- Exercise:
Write the material out again in full, exactly.

- Data:
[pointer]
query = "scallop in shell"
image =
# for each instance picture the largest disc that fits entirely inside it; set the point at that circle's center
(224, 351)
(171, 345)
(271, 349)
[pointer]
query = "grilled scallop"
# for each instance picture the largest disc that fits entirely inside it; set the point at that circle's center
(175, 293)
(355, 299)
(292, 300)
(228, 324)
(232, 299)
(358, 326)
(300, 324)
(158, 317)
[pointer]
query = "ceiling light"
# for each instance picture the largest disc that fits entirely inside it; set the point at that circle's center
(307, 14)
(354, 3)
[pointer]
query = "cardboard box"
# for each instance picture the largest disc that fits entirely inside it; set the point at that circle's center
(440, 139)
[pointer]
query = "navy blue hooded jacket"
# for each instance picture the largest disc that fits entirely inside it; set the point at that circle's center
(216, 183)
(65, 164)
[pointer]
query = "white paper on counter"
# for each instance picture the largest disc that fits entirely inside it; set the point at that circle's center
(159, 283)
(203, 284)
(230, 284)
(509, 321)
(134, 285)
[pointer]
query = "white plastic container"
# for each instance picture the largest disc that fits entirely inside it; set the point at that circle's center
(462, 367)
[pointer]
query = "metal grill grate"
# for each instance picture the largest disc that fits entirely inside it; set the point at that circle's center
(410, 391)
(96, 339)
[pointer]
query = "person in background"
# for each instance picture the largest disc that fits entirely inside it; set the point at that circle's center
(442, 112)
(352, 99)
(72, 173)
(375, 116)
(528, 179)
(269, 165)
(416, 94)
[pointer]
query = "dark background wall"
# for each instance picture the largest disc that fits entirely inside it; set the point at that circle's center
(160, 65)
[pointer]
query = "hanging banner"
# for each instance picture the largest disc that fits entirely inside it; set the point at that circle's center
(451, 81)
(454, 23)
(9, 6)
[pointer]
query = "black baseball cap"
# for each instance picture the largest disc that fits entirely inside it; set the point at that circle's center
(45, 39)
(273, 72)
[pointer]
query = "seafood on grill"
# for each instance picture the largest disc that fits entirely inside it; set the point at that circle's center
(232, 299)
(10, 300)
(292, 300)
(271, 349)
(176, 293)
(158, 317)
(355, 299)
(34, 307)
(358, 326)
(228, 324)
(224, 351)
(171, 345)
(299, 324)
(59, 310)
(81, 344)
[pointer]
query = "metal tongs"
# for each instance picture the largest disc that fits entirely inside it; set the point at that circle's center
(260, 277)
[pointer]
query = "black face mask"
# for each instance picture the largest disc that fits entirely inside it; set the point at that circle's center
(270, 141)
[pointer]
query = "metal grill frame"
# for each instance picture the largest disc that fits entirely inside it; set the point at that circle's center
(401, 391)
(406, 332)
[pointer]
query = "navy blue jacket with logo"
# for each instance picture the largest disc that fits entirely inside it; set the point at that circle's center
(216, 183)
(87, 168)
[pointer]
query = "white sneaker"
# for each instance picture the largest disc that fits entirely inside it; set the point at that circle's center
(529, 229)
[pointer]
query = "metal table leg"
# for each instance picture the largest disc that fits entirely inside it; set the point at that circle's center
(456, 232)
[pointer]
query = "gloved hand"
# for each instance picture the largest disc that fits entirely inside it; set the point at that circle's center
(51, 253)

- Finished exercise:
[pointer]
query = "scallop in shell"
image =
# for each instance picture the largest disc that fits entirely inside it; set the point at that circle's center
(224, 351)
(171, 345)
(271, 349)
[pointer]
query = "grilled scallop"
# for each instance picture the largest disc that fits entirely inside it; set the point at that circle's center
(175, 293)
(355, 299)
(292, 300)
(228, 324)
(232, 299)
(358, 326)
(300, 324)
(158, 317)
[pointer]
query = "ceiling light"
# for each instance picture the largest disc that fits entirely inside it; set the point at that circle's center
(307, 14)
(354, 3)
[pointer]
query = "cardboard box"
# for each instance picture the largest disc that fits entirely inside it; set the point at that circle's center
(440, 139)
[pointer]
query = "navy blue hooded jacket"
# for each instance picture the largest disc that fits entirely inside it; set the point at that circle's center
(216, 183)
(65, 164)
[pointer]
query = "white paper on counter"
# for each instance picture the largest disc that fits entirely inside it; set the point at that circle's center
(159, 283)
(203, 284)
(230, 284)
(509, 321)
(134, 285)
[pointer]
query = "white plastic container"
# for each instance picture the largest disc that fits entirely inside it; set the point at that circle's center
(462, 367)
[pointer]
query = "metal grill grate"
# for each instance picture the largest disc that fits entirely inside it; set the point at that circle's center
(410, 391)
(96, 339)
[pointer]
query = "person in background"
# for each instance picture the largest disc that fits entirely inside it; set the point at that circle's center
(442, 112)
(352, 99)
(72, 173)
(375, 116)
(528, 179)
(269, 165)
(416, 94)
[pointer]
query = "dark background wall"
# for each instance picture the largest disc that fits entirely inside it; set the point at that circle's center
(160, 65)
[pointer]
query = "hanging banner"
# for each instance picture the largest disc that fits entirely inside it; set the point at that circle's center
(451, 81)
(454, 23)
(9, 6)
[pointer]
query = "black baseball cap"
# for each instance picture the largest disc that fits entirely inside it; set the point at that circle's center
(45, 39)
(273, 72)
[pointer]
query = "seafood on grill"
# for each instance picture the largest disc that fits entirely inside it; set the point at that circle's center
(232, 299)
(10, 300)
(292, 300)
(271, 349)
(176, 293)
(158, 317)
(355, 299)
(34, 307)
(358, 326)
(228, 324)
(224, 351)
(171, 345)
(299, 324)
(59, 310)
(81, 344)
[pointer]
query = "metal tongs"
# for each instance picture the largest disc that fits entirely inside it; set the point at that circle's center
(260, 277)
[pointer]
query = "black face mask"
# for each instance picture the largest disc that fits entirely inside it; set the point at that circle's center
(270, 141)
[pointer]
query = "metal grill frame"
# for each instance picture the largest disc that fits entirely inside it; set the point at that circle's center
(401, 391)
(406, 332)
[pointer]
query = "navy blue jacket with logo"
# for each instance picture the largest disc that fits entirely inside it; set the point at that circle's center
(216, 183)
(87, 168)
[pointer]
query = "white sneaker"
# for each instance picture the largest disc that fits entirely inside it; set the point at that circle's center
(529, 229)
[pointer]
query = "metal table leg"
# for each instance picture the largest disc that fits entirely inside it; set the point at that circle's center
(456, 232)
[pointer]
query = "gloved hand"
# for each instance picture the largest disc that fits entirely inside it; set the point at that circle's center
(51, 253)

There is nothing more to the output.